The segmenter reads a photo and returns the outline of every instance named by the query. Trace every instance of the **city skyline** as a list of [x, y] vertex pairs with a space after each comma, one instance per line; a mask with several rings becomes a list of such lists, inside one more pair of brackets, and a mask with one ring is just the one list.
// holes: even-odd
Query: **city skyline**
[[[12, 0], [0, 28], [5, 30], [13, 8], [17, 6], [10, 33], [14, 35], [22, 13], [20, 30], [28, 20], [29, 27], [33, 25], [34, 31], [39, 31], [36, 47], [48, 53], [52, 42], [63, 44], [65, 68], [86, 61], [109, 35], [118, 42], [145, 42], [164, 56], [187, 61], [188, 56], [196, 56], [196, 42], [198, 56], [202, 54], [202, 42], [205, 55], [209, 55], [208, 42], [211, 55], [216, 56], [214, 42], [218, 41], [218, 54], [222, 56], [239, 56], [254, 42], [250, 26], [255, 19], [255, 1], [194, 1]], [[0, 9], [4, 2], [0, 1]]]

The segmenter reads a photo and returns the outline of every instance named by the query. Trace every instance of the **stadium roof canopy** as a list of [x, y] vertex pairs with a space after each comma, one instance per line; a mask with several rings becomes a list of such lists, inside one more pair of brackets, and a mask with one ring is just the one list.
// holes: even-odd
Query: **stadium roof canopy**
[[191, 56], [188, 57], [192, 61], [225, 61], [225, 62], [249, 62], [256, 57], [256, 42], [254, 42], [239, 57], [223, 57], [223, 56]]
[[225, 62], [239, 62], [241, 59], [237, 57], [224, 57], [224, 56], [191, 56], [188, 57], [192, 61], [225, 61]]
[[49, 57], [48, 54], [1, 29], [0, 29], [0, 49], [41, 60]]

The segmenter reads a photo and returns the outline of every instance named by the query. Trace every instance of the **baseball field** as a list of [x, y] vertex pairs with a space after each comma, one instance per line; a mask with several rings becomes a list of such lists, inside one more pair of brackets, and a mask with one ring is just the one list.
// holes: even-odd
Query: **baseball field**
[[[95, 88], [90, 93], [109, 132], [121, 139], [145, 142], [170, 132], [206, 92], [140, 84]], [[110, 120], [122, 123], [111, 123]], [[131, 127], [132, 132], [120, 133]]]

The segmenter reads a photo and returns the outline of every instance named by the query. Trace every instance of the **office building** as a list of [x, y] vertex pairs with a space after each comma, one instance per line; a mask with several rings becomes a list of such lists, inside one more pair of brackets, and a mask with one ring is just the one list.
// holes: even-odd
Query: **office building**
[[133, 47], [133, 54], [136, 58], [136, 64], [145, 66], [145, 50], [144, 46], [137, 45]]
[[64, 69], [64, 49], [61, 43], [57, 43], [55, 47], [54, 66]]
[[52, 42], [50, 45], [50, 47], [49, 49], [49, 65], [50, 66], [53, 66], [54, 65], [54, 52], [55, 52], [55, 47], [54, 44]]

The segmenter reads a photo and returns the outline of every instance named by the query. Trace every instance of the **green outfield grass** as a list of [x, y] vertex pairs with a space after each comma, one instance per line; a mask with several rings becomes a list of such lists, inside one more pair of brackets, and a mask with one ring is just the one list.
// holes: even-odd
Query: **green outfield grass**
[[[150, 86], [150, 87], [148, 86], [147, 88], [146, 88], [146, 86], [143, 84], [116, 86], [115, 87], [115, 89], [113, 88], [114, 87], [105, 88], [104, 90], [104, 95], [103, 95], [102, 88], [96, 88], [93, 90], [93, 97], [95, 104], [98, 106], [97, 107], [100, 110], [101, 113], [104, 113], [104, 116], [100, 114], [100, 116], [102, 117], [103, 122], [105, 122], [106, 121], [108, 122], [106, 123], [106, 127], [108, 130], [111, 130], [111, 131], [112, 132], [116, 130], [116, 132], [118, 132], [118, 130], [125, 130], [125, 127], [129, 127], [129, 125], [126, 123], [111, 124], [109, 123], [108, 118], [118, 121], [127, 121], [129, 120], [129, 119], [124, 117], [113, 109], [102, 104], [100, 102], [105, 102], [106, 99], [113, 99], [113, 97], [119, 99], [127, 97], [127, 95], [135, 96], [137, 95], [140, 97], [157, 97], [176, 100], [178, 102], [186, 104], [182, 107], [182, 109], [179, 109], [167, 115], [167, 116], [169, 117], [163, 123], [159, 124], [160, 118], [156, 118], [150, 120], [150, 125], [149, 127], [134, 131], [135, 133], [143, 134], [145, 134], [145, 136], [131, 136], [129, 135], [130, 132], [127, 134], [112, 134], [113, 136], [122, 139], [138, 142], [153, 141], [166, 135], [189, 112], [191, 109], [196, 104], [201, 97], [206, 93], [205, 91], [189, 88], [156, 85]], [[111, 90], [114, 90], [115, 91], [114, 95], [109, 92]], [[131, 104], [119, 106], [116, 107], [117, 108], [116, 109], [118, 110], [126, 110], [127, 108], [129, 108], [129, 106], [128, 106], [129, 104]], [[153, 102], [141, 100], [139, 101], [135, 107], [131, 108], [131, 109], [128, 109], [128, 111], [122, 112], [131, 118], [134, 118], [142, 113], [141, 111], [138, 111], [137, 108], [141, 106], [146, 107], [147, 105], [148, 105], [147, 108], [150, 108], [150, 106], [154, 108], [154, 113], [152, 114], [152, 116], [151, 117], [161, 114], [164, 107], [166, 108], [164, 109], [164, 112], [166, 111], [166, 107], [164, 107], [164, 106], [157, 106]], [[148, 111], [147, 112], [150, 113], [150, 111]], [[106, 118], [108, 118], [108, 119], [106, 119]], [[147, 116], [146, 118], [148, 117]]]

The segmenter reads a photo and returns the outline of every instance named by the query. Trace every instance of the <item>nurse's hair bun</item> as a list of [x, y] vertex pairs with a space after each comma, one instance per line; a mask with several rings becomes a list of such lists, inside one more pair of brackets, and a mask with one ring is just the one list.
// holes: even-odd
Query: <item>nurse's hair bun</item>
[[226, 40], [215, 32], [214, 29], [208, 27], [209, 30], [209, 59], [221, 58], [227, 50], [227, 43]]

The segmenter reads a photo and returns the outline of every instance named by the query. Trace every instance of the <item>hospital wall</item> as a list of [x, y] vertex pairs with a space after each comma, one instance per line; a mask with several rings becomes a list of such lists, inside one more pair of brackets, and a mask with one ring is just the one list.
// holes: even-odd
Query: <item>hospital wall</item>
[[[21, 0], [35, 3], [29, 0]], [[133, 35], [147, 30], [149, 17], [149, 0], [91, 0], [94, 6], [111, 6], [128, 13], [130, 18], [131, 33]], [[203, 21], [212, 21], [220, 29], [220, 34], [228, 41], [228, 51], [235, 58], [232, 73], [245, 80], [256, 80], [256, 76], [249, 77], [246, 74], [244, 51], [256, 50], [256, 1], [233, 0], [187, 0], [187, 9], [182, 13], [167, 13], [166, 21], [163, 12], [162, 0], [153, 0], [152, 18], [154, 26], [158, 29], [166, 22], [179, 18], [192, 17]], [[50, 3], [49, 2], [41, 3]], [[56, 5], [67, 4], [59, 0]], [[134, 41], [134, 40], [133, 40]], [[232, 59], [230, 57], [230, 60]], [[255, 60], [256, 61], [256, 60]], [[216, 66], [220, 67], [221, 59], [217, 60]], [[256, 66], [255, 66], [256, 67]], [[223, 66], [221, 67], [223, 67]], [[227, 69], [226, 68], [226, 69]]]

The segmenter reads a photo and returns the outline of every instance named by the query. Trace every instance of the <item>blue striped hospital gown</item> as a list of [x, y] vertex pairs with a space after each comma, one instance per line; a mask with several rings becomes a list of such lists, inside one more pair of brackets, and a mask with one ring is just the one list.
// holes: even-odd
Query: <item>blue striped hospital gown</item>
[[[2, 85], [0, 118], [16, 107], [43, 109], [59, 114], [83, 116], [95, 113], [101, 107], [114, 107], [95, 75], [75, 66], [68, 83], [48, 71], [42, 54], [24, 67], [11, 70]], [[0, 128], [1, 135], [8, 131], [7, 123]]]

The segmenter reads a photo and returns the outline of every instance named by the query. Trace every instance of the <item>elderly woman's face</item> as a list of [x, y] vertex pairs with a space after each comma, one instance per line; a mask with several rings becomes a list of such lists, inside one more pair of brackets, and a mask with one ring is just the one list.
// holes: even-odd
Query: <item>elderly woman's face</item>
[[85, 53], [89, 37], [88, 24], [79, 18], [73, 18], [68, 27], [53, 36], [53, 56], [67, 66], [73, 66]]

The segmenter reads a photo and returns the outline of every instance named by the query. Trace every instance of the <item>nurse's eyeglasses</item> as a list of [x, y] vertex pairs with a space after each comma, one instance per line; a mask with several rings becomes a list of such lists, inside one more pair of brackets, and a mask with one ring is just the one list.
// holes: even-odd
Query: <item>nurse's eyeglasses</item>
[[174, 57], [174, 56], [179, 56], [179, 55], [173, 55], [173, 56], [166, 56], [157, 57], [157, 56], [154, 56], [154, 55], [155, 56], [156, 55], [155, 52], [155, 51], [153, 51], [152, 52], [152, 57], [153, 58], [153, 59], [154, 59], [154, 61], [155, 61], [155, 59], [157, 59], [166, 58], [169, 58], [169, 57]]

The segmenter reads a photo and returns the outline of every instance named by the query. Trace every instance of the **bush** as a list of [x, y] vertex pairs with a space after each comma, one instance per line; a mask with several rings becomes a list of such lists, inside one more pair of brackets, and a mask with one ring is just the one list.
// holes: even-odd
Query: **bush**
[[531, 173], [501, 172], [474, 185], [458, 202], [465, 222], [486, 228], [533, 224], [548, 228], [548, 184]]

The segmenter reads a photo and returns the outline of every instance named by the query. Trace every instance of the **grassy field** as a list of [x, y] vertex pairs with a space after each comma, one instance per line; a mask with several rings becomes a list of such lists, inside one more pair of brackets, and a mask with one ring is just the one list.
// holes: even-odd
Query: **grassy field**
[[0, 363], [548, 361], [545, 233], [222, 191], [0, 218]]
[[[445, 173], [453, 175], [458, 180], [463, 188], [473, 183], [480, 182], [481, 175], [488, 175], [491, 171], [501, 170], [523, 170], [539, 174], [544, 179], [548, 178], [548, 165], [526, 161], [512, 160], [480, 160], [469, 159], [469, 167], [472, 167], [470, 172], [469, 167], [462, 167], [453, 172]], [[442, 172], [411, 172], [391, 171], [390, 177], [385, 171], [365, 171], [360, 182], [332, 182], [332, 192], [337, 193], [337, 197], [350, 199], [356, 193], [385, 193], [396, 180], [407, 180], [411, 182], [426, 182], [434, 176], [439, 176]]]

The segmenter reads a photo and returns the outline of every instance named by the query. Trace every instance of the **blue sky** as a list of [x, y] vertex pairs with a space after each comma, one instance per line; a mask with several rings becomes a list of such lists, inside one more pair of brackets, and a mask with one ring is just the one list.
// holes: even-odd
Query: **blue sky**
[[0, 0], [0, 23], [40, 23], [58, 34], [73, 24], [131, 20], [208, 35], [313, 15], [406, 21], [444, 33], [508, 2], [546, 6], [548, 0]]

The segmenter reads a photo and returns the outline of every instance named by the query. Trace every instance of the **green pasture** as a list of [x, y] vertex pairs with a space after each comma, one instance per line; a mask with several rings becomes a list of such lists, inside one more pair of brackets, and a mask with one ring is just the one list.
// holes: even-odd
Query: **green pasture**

◇ ◇ ◇

= Written problem =
Reproduce the lines above word for word, starting at the line that contains "the <item>nurse's eyeglasses</item>" and ending at the line that contains "Query: <item>nurse's eyeglasses</item>".

= Reply =
The segmenter reads a photo and returns the outline of every instance named by the query. Trace every instance of the <item>nurse's eyeglasses</item> as a list of [x, y] vertex pairs with a space after each comma, one instance per line; a mask with several rings becomes a list of such lists, inside one more pair of brackets, and a mask with one ring is just the one list.
// holes: even-odd
Query: <item>nurse's eyeglasses</item>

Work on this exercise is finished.